REQUIREMENT:
Your copy of the material must match it exactly, except that pictures are dropped.

====== SOURCE DATA

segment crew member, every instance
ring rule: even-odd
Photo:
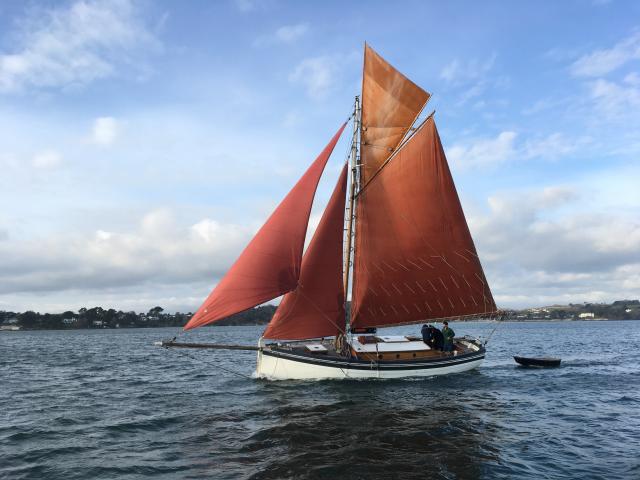
[[[431,325],[423,325],[420,329],[422,341],[429,346],[431,346],[431,341],[433,340],[433,332],[431,331],[431,328]]]
[[[453,331],[453,329],[449,328],[449,322],[447,322],[446,320],[444,322],[442,322],[442,324],[444,325],[444,327],[442,327],[442,336],[444,339],[444,342],[442,344],[442,351],[443,352],[452,352],[453,351],[453,337],[456,336],[456,333]]]

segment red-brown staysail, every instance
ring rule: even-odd
[[[432,117],[360,192],[356,218],[352,326],[495,312]]]
[[[365,45],[360,142],[361,185],[366,185],[395,151],[429,97],[429,93]]]
[[[346,123],[278,205],[185,330],[221,320],[296,288],[313,197],[345,127]]]
[[[302,340],[344,333],[342,238],[346,187],[345,164],[302,259],[298,287],[284,296],[264,338]]]

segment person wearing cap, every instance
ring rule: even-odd
[[[444,342],[442,345],[443,352],[452,352],[453,351],[453,337],[456,336],[456,333],[453,329],[449,328],[449,322],[446,320],[442,322],[444,327],[442,327],[442,336],[444,337]]]
[[[431,346],[431,341],[433,340],[431,325],[423,325],[420,329],[420,333],[422,334],[422,341]]]

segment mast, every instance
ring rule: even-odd
[[[351,270],[351,254],[353,240],[353,224],[355,222],[355,200],[357,195],[358,169],[359,169],[359,133],[360,133],[360,97],[356,95],[353,107],[353,137],[351,139],[351,154],[349,162],[351,164],[351,184],[349,185],[349,206],[347,207],[347,238],[345,242],[344,252],[344,301],[345,301],[345,334],[350,332],[349,319],[351,317],[350,310],[347,311],[348,293],[349,293],[349,271]]]

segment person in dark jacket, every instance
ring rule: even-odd
[[[444,327],[442,327],[442,336],[444,337],[444,343],[442,345],[443,352],[453,352],[453,337],[456,336],[456,333],[453,329],[449,328],[449,322],[446,320],[442,322]]]
[[[431,346],[431,341],[433,340],[433,333],[431,329],[433,327],[431,325],[423,325],[420,329],[420,333],[422,334],[422,341],[427,345]]]
[[[435,350],[442,350],[442,345],[444,344],[444,337],[442,336],[442,332],[438,330],[436,327],[431,327],[431,348]]]

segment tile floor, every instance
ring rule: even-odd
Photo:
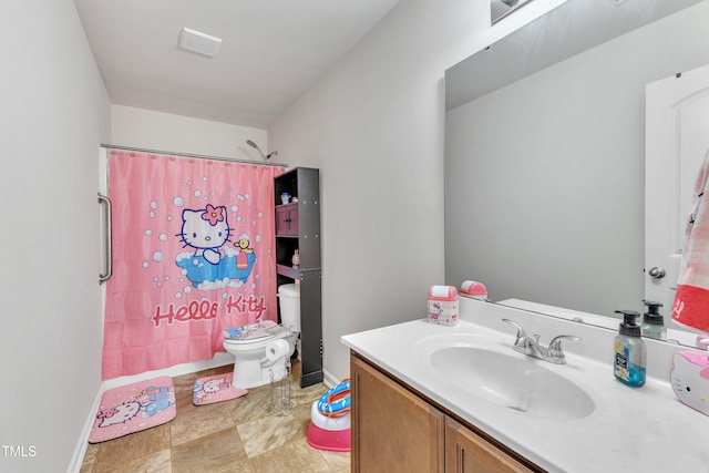
[[[297,361],[294,374],[298,378]],[[310,408],[327,387],[292,385],[289,415],[268,411],[269,387],[230,401],[195,407],[197,378],[233,366],[173,378],[177,415],[171,422],[103,443],[90,444],[81,473],[103,472],[349,472],[349,452],[308,445]]]

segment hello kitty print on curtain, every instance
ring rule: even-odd
[[[282,172],[109,152],[104,379],[209,360],[224,351],[224,329],[277,320],[273,204]]]

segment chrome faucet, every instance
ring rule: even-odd
[[[558,337],[554,337],[549,342],[548,347],[542,347],[540,345],[540,336],[535,335],[534,338],[526,335],[524,329],[520,327],[516,322],[513,322],[508,319],[502,319],[503,322],[507,322],[517,328],[517,339],[512,347],[514,351],[518,351],[520,353],[527,354],[530,357],[538,358],[540,360],[548,361],[554,364],[565,364],[566,357],[564,356],[564,350],[562,350],[562,340],[568,338],[575,341],[580,340],[578,337],[573,335],[559,335]]]

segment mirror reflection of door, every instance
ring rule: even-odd
[[[645,298],[669,316],[695,182],[709,151],[709,65],[648,84],[645,112]]]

============

ANSWER FOR THIS EXERCISE:
segment crew member, every instance
ring rule: even-odd
Photo:
[[[431,325],[423,325],[420,329],[422,341],[429,346],[431,346],[431,341],[433,340],[433,332],[431,331],[431,328]]]
[[[453,331],[453,329],[449,328],[449,322],[447,322],[446,320],[444,322],[442,322],[442,324],[444,325],[444,327],[442,327],[442,336],[444,339],[444,342],[442,344],[442,351],[443,352],[452,352],[453,351],[453,337],[456,336],[456,333]]]

segment red-brown staysail, every instance
ring rule: even-odd
[[[432,117],[360,192],[356,218],[352,326],[495,312]]]
[[[365,45],[360,142],[361,185],[366,185],[395,151],[429,97],[429,93]]]
[[[346,123],[278,205],[185,330],[221,320],[296,288],[313,197],[345,127]]]
[[[302,340],[344,333],[342,238],[346,187],[345,164],[302,259],[298,287],[284,296],[264,338]]]

segment person wearing cap, every instance
ring rule: even-odd
[[[444,342],[442,345],[443,352],[452,352],[453,351],[453,337],[456,336],[456,333],[453,329],[449,328],[449,322],[446,320],[442,322],[444,327],[442,327],[442,336],[444,337]]]
[[[431,346],[431,341],[433,340],[431,325],[423,325],[420,329],[420,333],[422,334],[422,341]]]

segment mast, every instance
ring rule: even-odd
[[[351,270],[351,254],[353,240],[353,224],[355,222],[355,200],[357,195],[358,169],[359,169],[359,133],[360,133],[360,97],[356,95],[353,107],[353,137],[351,139],[351,154],[349,162],[351,164],[351,184],[349,185],[349,206],[347,207],[347,238],[345,242],[344,252],[344,301],[345,301],[345,334],[350,332],[349,319],[351,317],[350,310],[347,311],[348,293],[349,293],[349,271]]]

segment person in dark jacket, every instance
ring rule: even-odd
[[[444,327],[442,327],[442,336],[444,337],[444,343],[442,345],[443,352],[453,352],[453,337],[456,336],[456,333],[453,329],[449,328],[449,322],[446,320],[442,322]]]
[[[431,346],[431,341],[433,340],[433,333],[431,329],[433,327],[431,325],[423,325],[420,329],[420,333],[422,334],[422,341],[427,345]]]
[[[435,350],[442,350],[442,345],[444,344],[444,337],[442,336],[442,332],[438,330],[436,327],[431,327],[431,348]]]

segment tile floor, every instance
ring rule: even-odd
Photo:
[[[297,361],[294,374],[298,378]],[[310,408],[327,387],[292,385],[289,415],[268,411],[269,387],[230,401],[195,407],[197,378],[233,366],[173,378],[177,415],[171,422],[103,443],[90,444],[81,473],[103,472],[349,472],[349,452],[308,445]]]

segment hello kitty print on curtain, every instance
ring rule: even-odd
[[[282,172],[109,152],[104,379],[209,360],[224,351],[224,329],[277,320],[273,204]]]

segment chrome faucet, every instance
ring rule: even-odd
[[[558,337],[554,337],[549,342],[548,347],[542,347],[540,345],[540,336],[535,335],[534,338],[526,335],[524,329],[520,327],[516,322],[513,322],[508,319],[502,319],[503,322],[507,322],[517,328],[517,339],[512,347],[514,351],[518,351],[520,353],[527,354],[530,357],[538,358],[540,360],[548,361],[554,364],[565,364],[566,357],[564,356],[564,350],[562,350],[562,340],[568,338],[575,341],[580,340],[578,337],[573,335],[559,335]]]

segment mirror reflection of door, every instance
ring rule: even-odd
[[[645,298],[669,316],[695,182],[709,151],[709,65],[648,84],[645,112]]]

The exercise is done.